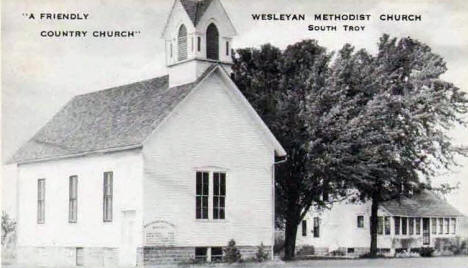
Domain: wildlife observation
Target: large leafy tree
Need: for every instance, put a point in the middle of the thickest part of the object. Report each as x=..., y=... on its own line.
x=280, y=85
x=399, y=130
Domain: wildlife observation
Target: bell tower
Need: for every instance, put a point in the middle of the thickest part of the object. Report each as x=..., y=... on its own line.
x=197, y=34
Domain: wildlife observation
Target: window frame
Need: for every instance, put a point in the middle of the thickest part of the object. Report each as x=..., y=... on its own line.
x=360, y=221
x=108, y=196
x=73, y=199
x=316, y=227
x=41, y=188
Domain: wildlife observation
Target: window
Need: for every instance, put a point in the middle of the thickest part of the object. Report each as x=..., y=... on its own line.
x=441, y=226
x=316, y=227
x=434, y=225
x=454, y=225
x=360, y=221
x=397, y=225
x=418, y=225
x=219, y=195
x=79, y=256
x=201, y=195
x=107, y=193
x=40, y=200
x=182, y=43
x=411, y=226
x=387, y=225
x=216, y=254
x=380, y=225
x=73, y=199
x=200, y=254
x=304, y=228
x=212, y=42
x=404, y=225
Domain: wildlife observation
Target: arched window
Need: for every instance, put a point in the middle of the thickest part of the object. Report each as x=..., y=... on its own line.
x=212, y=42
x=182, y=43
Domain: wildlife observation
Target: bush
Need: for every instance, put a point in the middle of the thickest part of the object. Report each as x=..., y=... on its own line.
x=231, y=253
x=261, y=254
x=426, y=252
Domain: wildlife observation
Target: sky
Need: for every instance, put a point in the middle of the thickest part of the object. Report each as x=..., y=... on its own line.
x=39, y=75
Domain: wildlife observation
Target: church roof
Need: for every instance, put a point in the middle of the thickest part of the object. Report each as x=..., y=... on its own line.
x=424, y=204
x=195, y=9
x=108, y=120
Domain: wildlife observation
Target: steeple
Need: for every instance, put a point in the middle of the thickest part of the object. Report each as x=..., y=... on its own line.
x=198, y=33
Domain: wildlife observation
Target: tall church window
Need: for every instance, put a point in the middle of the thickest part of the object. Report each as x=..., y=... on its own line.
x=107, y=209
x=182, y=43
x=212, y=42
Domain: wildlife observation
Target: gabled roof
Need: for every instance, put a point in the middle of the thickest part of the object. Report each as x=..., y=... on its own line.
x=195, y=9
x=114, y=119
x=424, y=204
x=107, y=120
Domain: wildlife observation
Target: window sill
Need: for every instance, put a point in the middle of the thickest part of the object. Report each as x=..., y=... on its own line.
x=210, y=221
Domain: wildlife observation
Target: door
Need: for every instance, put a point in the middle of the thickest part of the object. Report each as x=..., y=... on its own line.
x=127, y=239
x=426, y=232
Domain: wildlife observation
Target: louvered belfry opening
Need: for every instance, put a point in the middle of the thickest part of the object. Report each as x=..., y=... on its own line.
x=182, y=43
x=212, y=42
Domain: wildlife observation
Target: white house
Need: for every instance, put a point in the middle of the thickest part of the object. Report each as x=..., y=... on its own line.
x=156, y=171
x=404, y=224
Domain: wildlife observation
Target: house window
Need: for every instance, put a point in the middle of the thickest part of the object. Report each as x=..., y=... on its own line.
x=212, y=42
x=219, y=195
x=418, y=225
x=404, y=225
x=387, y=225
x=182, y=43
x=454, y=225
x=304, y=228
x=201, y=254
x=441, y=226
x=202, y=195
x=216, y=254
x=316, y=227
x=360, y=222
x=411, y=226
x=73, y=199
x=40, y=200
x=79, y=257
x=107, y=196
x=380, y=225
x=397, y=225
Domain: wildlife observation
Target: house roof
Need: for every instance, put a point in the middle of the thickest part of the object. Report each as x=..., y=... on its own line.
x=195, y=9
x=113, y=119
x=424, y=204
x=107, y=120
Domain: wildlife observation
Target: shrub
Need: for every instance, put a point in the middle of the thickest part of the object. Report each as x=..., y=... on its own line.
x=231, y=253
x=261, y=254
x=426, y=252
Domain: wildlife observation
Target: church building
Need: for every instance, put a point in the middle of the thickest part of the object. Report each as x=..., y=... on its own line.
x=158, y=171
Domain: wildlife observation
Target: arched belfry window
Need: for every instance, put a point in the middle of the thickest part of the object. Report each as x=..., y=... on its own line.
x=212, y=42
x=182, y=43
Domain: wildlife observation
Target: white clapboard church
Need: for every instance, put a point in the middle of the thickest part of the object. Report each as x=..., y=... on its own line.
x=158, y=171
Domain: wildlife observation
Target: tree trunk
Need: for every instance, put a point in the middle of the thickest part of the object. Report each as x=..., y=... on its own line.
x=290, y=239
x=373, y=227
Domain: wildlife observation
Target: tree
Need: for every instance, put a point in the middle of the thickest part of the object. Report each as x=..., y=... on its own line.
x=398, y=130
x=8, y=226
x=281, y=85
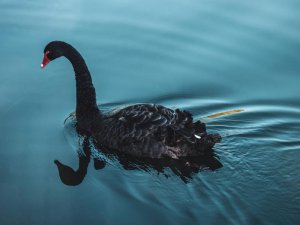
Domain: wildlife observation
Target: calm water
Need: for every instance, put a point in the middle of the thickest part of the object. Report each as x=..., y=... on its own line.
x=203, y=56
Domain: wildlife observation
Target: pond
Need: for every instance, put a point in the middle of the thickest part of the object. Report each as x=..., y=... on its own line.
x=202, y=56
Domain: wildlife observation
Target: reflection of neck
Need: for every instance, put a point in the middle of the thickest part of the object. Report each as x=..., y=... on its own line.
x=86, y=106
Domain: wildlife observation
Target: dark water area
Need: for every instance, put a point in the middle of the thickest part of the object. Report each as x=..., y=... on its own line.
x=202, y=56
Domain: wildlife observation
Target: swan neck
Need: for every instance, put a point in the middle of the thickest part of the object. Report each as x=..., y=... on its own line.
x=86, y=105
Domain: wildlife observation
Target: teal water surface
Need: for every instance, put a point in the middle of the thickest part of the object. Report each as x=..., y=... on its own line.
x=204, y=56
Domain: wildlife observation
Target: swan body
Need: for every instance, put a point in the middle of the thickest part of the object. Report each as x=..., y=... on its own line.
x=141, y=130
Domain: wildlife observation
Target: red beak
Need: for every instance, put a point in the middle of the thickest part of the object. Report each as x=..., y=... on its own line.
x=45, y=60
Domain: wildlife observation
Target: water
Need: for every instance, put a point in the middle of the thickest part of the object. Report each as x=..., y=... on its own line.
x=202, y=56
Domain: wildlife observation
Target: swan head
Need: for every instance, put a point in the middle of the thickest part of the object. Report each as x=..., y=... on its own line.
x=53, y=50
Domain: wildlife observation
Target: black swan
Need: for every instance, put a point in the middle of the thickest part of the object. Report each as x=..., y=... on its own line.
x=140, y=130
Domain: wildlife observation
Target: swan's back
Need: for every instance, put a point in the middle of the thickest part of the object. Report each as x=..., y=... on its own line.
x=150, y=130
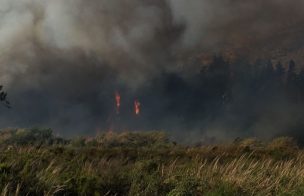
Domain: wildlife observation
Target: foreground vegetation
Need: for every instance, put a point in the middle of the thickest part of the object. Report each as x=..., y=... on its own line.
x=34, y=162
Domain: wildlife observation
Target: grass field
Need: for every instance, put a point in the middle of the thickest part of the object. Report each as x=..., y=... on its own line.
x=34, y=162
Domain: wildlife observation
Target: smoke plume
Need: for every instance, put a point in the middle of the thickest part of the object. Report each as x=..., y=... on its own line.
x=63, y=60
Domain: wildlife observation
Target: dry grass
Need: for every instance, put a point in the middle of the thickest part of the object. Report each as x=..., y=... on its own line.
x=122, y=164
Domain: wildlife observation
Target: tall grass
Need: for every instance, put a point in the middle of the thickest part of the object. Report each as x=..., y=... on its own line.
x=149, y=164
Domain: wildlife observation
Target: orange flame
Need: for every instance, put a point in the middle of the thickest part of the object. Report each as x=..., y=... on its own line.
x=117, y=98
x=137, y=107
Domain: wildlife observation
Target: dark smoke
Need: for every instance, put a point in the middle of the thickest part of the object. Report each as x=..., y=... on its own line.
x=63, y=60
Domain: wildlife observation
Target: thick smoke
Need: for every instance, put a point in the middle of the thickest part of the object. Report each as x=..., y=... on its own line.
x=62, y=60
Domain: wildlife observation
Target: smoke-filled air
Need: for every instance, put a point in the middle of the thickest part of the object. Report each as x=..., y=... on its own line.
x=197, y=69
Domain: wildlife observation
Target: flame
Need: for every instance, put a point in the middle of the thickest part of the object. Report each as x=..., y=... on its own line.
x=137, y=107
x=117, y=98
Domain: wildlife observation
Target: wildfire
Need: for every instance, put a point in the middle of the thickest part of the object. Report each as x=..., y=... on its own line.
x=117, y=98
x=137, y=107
- - - - -
## Challenge
Select each line in the listing above that contains the string "belfry", treating uppercase and lowercase as different.

## Answer to the task
Target: louvered belfry opening
Target: arched belfry window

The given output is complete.